Entries supplied —
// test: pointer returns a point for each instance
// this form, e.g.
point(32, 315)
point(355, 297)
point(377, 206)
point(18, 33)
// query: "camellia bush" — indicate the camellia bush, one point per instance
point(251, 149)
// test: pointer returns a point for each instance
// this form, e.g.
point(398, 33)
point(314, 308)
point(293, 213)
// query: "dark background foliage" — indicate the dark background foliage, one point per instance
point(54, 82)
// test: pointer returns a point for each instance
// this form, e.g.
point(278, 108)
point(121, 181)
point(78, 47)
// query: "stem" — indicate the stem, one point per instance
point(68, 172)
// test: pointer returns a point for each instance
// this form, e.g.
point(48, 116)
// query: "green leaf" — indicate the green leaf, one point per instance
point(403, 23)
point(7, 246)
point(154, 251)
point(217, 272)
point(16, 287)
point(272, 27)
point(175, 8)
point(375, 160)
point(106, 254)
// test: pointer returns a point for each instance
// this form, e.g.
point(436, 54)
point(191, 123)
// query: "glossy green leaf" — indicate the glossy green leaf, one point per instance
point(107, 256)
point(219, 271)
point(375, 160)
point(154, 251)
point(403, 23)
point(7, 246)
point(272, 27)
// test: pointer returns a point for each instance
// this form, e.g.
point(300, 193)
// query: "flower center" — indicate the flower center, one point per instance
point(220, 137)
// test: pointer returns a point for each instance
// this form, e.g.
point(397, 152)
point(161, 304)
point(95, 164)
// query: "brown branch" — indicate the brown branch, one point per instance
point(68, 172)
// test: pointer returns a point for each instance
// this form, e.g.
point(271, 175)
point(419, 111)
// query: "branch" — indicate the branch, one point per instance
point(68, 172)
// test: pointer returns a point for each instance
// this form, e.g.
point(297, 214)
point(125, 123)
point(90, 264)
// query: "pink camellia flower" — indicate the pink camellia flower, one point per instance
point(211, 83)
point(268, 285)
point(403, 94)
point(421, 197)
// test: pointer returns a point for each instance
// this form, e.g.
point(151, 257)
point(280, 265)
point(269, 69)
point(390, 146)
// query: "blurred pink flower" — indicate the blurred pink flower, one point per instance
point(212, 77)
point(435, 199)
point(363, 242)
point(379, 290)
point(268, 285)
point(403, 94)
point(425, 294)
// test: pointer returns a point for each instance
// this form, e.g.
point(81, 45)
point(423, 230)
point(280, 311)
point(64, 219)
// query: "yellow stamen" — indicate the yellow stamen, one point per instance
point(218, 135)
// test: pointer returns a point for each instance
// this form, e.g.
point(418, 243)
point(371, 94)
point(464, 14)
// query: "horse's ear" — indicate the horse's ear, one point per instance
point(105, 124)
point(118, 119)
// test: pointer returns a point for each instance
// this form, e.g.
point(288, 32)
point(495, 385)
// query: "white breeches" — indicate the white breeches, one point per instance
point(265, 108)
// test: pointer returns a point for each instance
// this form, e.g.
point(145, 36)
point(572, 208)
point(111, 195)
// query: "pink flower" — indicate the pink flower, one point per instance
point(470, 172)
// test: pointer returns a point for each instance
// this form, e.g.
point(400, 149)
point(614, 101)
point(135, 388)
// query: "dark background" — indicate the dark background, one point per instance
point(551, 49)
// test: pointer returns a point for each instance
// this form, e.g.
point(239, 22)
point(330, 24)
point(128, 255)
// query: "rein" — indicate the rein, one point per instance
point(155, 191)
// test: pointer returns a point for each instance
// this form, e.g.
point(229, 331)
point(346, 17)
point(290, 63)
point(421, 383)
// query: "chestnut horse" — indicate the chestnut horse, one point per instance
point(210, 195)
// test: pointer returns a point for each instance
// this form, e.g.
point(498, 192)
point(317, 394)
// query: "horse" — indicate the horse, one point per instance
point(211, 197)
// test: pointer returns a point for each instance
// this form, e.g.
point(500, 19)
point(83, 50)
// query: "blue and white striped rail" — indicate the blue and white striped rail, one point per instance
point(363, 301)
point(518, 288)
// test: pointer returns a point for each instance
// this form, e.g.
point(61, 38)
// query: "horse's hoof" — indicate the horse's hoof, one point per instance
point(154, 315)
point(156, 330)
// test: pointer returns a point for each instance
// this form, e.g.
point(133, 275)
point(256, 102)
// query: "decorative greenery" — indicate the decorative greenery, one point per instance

The problem —
Lay out every line of the listing above as a Markdown table with two columns, No. and Entry, giving each line its own numbered row and skipping blank lines.

Result for this task —
| No. | Entry |
|---|---|
| 1 | // test: pointer returns a point for each instance |
| 2 | // this form, e.g. |
| 3 | point(32, 315) |
| 4 | point(355, 297) |
| 5 | point(377, 206) |
| 6 | point(18, 33) |
| 7 | // query: "camellia bush" — indicate the camellia bush, one point per instance |
| 8 | point(251, 149) |
| 9 | // test: pointer returns a point for each instance |
| 10 | // this form, e.g. |
| 11 | point(398, 33) |
| 12 | point(314, 308) |
| 13 | point(293, 213) |
| 14 | // query: "dark background foliage" — indicate the dark background foliage, one point per instance |
| 15 | point(54, 82) |
| 16 | // test: pointer returns a point for each instance |
| 17 | // this form, e.g. |
| 18 | point(278, 108) |
| 19 | point(121, 181) |
| 20 | point(78, 47) |
| 21 | // query: "stem" — indicate the stem, one point per instance |
| 22 | point(68, 172) |
| 23 | // test: pointer returns a point for each instance |
| 24 | // this form, e.g. |
| 25 | point(48, 116) |
| 26 | // query: "green leaf" — indicate the green leaf, one point per instance |
| 27 | point(403, 23) |
| 28 | point(7, 246) |
| 29 | point(154, 251) |
| 30 | point(217, 272) |
| 31 | point(16, 287) |
| 32 | point(272, 27) |
| 33 | point(175, 8) |
| 34 | point(375, 160) |
| 35 | point(106, 254) |
| 36 | // test: pointer returns a point for each instance |
| 37 | // this form, e.g. |
| 38 | point(436, 54) |
| 39 | point(191, 123) |
| 40 | // query: "glossy green leaf" — indicate the glossy green leaf, one point per instance |
| 41 | point(107, 256) |
| 42 | point(219, 271) |
| 43 | point(375, 160) |
| 44 | point(154, 251) |
| 45 | point(403, 23) |
| 46 | point(7, 246) |
| 47 | point(272, 27) |
| 48 | // test: pointer returns a point for each instance |
| 49 | // this form, e.g. |
| 50 | point(300, 193) |
| 51 | // query: "flower center" — indicate the flower center, one point per instance |
| 52 | point(220, 137) |
| 53 | // test: pointer returns a point for each instance |
| 54 | // this form, e.g. |
| 55 | point(397, 152) |
| 56 | point(161, 304) |
| 57 | point(95, 164) |
| 58 | // query: "brown branch" — indicate the brown branch, one point per instance |
| 59 | point(68, 172) |
| 60 | // test: pointer returns a point for each instance |
| 61 | // this form, e.g. |
| 62 | point(271, 175) |
| 63 | point(419, 111) |
| 64 | // query: "branch" — indicate the branch, one point per instance |
| 65 | point(68, 172) |
| 66 | // test: pointer returns a point for each instance |
| 67 | // this form, e.g. |
| 68 | point(297, 214) |
| 69 | point(125, 123) |
| 70 | point(90, 264) |
| 71 | // query: "pink camellia flower" — indicate the pink camellia flower, one point per instance |
| 72 | point(211, 83) |
| 73 | point(268, 285) |
| 74 | point(403, 94) |
| 75 | point(421, 197) |
| 76 | // test: pointer returns a point for each instance |
| 77 | // this form, e.g. |
| 78 | point(151, 257) |
| 79 | point(280, 265) |
| 80 | point(269, 69) |
| 81 | point(390, 146) |
| 82 | // query: "blurred pink flower" — indicate the blurred pink flower, one point per instance |
| 83 | point(212, 77) |
| 84 | point(435, 199) |
| 85 | point(363, 242) |
| 86 | point(379, 290) |
| 87 | point(268, 285) |
| 88 | point(403, 94) |
| 89 | point(425, 294) |
| 90 | // test: pointer returns a point for each instance |
| 91 | // this form, e.g. |
| 92 | point(81, 45) |
| 93 | point(423, 230) |
| 94 | point(280, 311) |
| 95 | point(64, 219) |
| 96 | // query: "yellow stamen" — indicate the yellow stamen, one point per instance |
| 97 | point(218, 135) |
| 98 | // test: pointer returns a point for each instance |
| 99 | // this form, e.g. |
| 100 | point(418, 243) |
| 101 | point(371, 94) |
| 102 | point(464, 14) |
| 103 | // query: "horse's ear" — indicate the horse's ear, one point per instance |
| 104 | point(105, 124) |
| 105 | point(118, 119) |
| 106 | // test: pointer returns a point for each instance |
| 107 | // this form, e.g. |
| 108 | point(288, 32) |
| 109 | point(495, 385) |
| 110 | // query: "white breeches" — indicate the white breeches, one point per instance |
| 111 | point(265, 108) |
| 112 | // test: pointer returns a point for each instance |
| 113 | // this form, e.g. |
| 114 | point(145, 36) |
| 115 | point(572, 208) |
| 116 | point(111, 195) |
| 117 | // query: "pink flower" — indicate the pink flower, one point per instance |
| 118 | point(470, 172) |
| 119 | // test: pointer returns a point for each instance |
| 120 | // this form, e.g. |
| 121 | point(400, 149) |
| 122 | point(614, 101) |
| 123 | point(135, 388) |
| 124 | // query: "dark background" — indicate the dark background, one point per instance |
| 125 | point(551, 49) |
| 126 | // test: pointer returns a point for each instance |
| 127 | // this form, e.g. |
| 128 | point(239, 22) |
| 129 | point(330, 24) |
| 130 | point(128, 255) |
| 131 | // query: "rein" — indicate the rein, one point per instance |
| 132 | point(155, 191) |
| 133 | // test: pointer returns a point for each instance |
| 134 | // this form, e.g. |
| 135 | point(229, 331) |
| 136 | point(346, 17) |
| 137 | point(290, 63) |
| 138 | point(421, 383) |
| 139 | // query: "chestnut horse" — indicate the chestnut horse, one point per instance |
| 140 | point(210, 195) |
| 141 | // test: pointer returns a point for each instance |
| 142 | // this form, e.g. |
| 143 | point(498, 192) |
| 144 | point(317, 394) |
| 145 | // query: "horse" — indicate the horse, one point per instance |
| 146 | point(211, 197) |
| 147 | // test: pointer returns a point for each instance |
| 148 | // this form, e.g. |
| 149 | point(500, 19) |
| 150 | point(83, 50) |
| 151 | // query: "blue and white striped rail" — indicate the blue and white striped rail, one point per instance |
| 152 | point(363, 301) |
| 153 | point(518, 288) |
| 154 | // test: pointer returns a point for each instance |
| 155 | // this form, e.g. |
| 156 | point(61, 38) |
| 157 | // query: "horse's hoof" — indicate the horse's hoof, one point per instance |
| 158 | point(154, 315) |
| 159 | point(156, 330) |
| 160 | // test: pointer returns a point for each instance |
| 161 | // this form, e.g. |
| 162 | point(133, 275) |
| 163 | point(256, 102) |
| 164 | // query: "decorative greenery" — indicate the decorative greenery, one point per instance |